# Flexible Glass



## NerdyCavegirl (Mar 4, 2016)

Is there any known way to make glass flexible, preferably strong and flexible enough to be used for a sword? If so, how exactly is this done? If not, any theories about how it possibly could be?


----------



## CrystalCHTriple (Mar 4, 2016)

https://www.technologyreview.com/s/600894/flexible-glass-could-bring-back-the-flip-phone/

I am not sure how to conceptualize it to a sword, however, as I did not read in detail the information in the link... but I sure as heck directed you to it


----------



## AndrewLowe (Mar 4, 2016)

Wave wands and s**t!!!  Use the magics!


----------



## AndrewLowe (Mar 4, 2016)

That was in all caps...  Unfortunately it's not in all caps anymore...


----------



## DMThaane (Mar 4, 2016)

The only glass swords I've ever read about being remotely plausible are metallic glass swords. They appear to be entirely theoretical at the moment and I couldn't find much beyond rampant speculation last time I researched them (which was at some point last year) but if you're not married to conventional (silicate) glass then I'd recommend looking into it.


----------



## Jerseydevil (Mar 4, 2016)

You're going to have to magic this. A real sword needs to be strong enough to not shatter when it hits something hard, be able to hold an edge and not get bent or warped out of shape with impact, and flexible enough that it's not brittle. Metal can do this, and no other natural substance can do so effectively. There are some weapons that use obsidian as the blade, but these are more like razor edged clubs with obsidian inserts. 

This is fiction, so you are going to have to wave some wands to make this happen.


----------



## FifthView (Mar 4, 2016)

I think the visual image of a glass sword is one thing, such as what one might see in a movie or on television, but that in written form it's not particularly spectacular.  The question has been raised before, and the same problems with the idea, and I wonder why the idea intrigues for written fiction.


----------



## NerdyCavegirl (Mar 4, 2016)

FifthView- For the pretty. And because the pyrokinetic nomad tribe is well-known for the glass wonders they mold from desert sand, so I found the idea of a flexible weapons-grade "ancient nomad secret" glass to be quite fitting. I'm already stretching reality enough with the wielder of the sword holding it up at just the right angle to magnify sunlight into a mini-deathray, so I at least wanted to have the foundation of the glass set as firm in physics as possible. Silicate glass for the weapons isn't a necessity, they do have other resources in the desert, I just want something that an average person would look at and think "glassy".


----------



## AndrewLowe (Mar 4, 2016)

NerdyCavegirl said:


> FifthView- For the pretty. And because the pyrokinetic nomad tribe is well-known for the glass wonders they mold from desert sand, so I found the idea of a flexible weapons-grade "ancient nomad secret" glass to be quite fitting. I'm already stretching reality enough with the wielder of the sword holding it up at just the right angle to magnify sunlight into a mini-deathray, so I at least wanted to have the foundation of the glass set as firm in physics as possible. Silicate glass for the weapons isn't a necessity, they do have other resources in the desert, I just want something that an average person would look at and think "glassy".

* [Dataset rows]
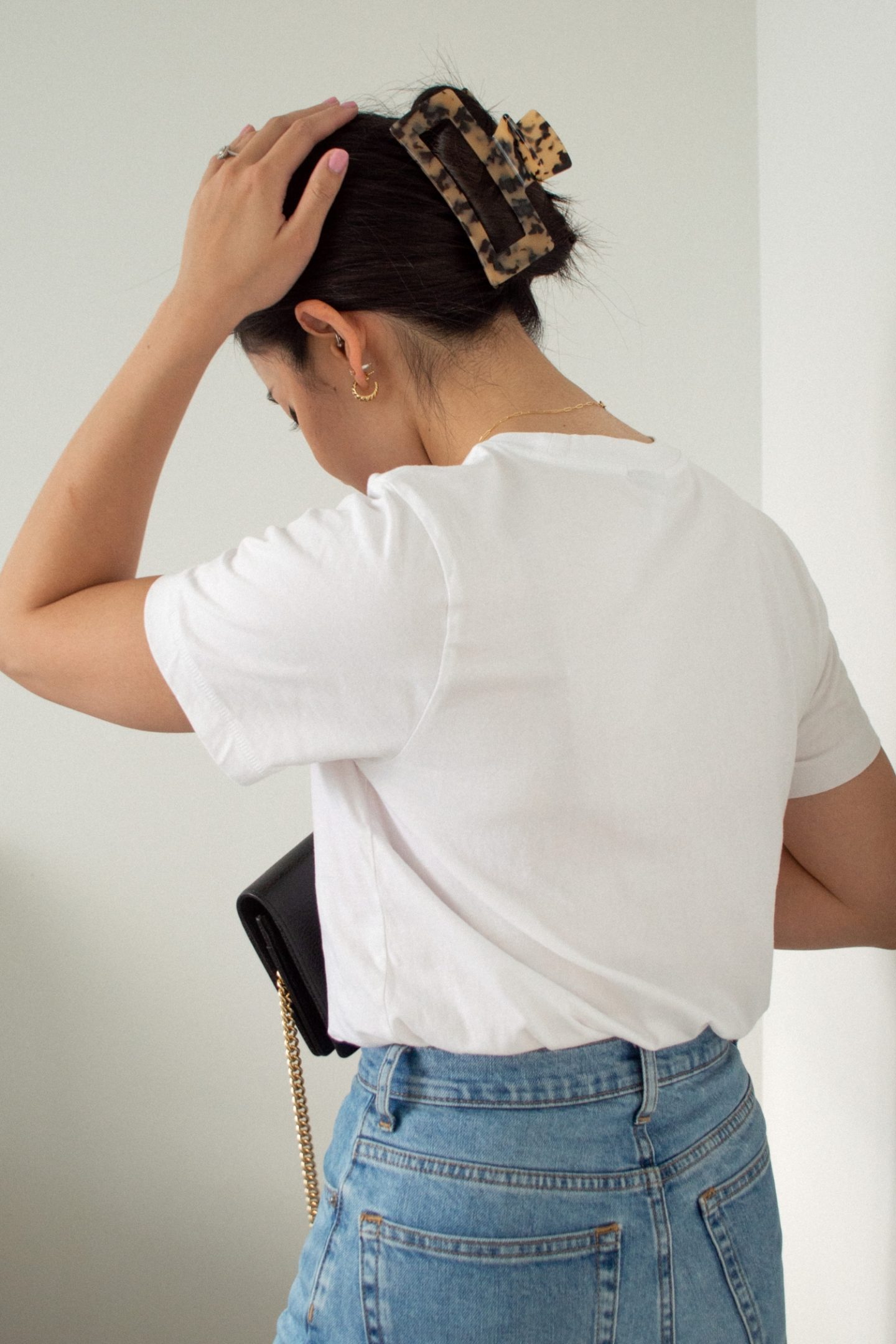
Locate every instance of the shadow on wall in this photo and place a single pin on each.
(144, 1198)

--

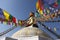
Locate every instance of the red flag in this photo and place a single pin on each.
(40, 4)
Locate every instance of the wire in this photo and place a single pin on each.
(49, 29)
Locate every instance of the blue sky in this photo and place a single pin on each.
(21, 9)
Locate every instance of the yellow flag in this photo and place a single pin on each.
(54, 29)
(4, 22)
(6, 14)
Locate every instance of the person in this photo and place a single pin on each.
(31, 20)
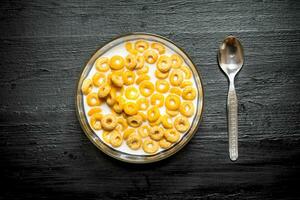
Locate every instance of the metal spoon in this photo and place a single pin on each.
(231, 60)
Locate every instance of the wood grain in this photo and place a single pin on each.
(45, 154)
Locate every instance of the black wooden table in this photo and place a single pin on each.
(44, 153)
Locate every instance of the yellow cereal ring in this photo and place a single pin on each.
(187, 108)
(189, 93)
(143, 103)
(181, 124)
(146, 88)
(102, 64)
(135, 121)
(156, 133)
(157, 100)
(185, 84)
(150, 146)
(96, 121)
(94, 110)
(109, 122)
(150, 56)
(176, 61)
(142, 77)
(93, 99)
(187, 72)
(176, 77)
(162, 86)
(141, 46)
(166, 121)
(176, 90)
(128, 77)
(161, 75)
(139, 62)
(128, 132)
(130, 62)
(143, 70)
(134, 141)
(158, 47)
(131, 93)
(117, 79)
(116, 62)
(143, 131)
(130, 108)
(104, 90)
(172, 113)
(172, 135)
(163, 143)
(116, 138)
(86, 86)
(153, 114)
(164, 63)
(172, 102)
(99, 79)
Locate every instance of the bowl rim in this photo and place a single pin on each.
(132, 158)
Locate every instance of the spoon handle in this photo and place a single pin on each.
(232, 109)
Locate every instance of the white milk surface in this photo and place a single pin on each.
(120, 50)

* [What you need to do]
**1)** Which lines in the entries contain the word "spoon"? Pull out each of those lines, treating uppercase and lowercase as different.
**2)** Can you carry on the forum thread about flexible glass swords from the point where it currently stops?

* [Exercise results]
**1)**
Locate every instance of the metal spoon in this photo and place a single pin on each.
Locate every instance of the spoon handle in this photo and place a single pin on each.

**2)**
Conext is key 

I wish that I had more reputation to give out at the moment...  Depending on how far you are willing to dip into sci-fi, you could delve into a primitive form of chemistry/alchemy and adjust the chemical structure of the sand and/or glass.  I'm not sure how that would work, but it's just an idea.


----------



## Jim Aikin (Mar 5, 2016)

NerdyCavegirl said:


> I'm already stretching reality enough with the wielder of the sword holding it up at just the right angle to magnify sunlight into a mini-deathray, so I at least wanted to have the foundation of the glass set as firm in physics as possible.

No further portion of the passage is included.